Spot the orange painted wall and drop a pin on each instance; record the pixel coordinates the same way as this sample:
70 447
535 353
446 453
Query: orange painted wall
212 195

###

Your task: Line by line, the listing above is to be transcribed exactly.

Task response:
Spot the orange painted wall and drop a pin on each instance; record the pixel coordinates the same way as this sample:
70 447
535 353
446 453
Query: orange painted wall
212 195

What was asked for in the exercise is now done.